--- Start Records shown ---
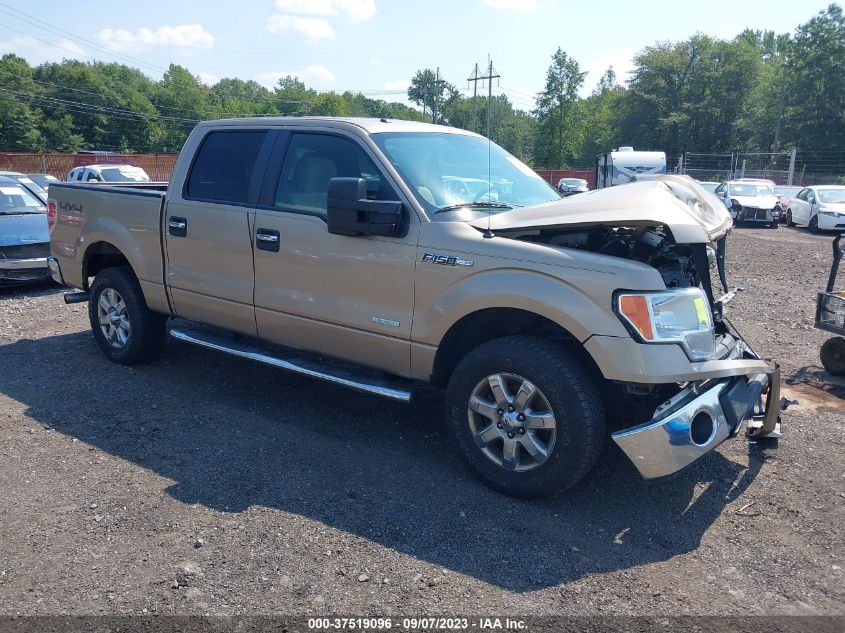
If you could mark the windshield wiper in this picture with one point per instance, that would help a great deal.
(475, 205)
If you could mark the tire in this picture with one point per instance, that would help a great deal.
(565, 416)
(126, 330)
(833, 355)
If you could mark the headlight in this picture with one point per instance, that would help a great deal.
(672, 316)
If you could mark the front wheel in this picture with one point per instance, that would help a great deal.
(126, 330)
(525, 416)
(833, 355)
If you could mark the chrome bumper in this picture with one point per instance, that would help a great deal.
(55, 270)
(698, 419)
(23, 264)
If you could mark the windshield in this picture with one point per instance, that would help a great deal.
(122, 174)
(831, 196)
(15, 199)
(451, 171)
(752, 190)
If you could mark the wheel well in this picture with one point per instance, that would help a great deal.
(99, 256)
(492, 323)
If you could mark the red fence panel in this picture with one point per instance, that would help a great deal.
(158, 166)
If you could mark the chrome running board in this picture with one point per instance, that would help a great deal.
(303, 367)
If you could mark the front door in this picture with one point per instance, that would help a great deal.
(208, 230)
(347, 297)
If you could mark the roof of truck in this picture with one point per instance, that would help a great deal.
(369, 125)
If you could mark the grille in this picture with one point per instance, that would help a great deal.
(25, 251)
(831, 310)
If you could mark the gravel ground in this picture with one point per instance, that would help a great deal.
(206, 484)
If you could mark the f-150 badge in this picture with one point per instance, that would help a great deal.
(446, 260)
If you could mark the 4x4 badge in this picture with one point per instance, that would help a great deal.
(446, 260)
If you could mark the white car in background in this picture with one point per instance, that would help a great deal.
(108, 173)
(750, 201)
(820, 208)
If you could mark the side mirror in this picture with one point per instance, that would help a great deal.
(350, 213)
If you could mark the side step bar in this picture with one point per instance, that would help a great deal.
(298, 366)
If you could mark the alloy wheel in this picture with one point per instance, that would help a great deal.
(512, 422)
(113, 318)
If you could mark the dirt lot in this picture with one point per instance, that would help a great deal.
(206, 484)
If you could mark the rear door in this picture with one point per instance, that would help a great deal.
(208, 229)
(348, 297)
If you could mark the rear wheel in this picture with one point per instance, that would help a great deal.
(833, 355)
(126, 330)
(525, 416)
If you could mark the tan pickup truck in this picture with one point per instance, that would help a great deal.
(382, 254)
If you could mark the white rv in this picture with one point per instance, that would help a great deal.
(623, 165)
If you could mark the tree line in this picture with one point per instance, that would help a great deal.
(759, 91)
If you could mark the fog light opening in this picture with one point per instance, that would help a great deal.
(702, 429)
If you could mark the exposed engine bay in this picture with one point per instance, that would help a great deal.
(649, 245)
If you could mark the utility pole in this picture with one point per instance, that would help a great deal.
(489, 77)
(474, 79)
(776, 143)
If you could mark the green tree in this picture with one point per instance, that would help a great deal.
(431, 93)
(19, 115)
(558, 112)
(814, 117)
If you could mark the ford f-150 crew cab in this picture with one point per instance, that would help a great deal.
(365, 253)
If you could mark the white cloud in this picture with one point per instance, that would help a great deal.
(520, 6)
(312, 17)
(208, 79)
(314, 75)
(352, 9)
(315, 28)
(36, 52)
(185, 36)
--- End Records shown ---
● The exercise: Rewrite the material from the line containing "If you could mark the ford" through the end of the material, changing "white cloud" to "cumulus cloud" and leaving everything else unchanged.

● Exercise result:
If you could mark the ford f-150 crew cab in this picture with one point per instance, that would help a great deal.
(365, 253)
If you could mark the cumulus cloud in this picture with one point per instance, that would help a great deal.
(520, 6)
(312, 17)
(208, 79)
(314, 75)
(352, 9)
(315, 28)
(36, 52)
(185, 36)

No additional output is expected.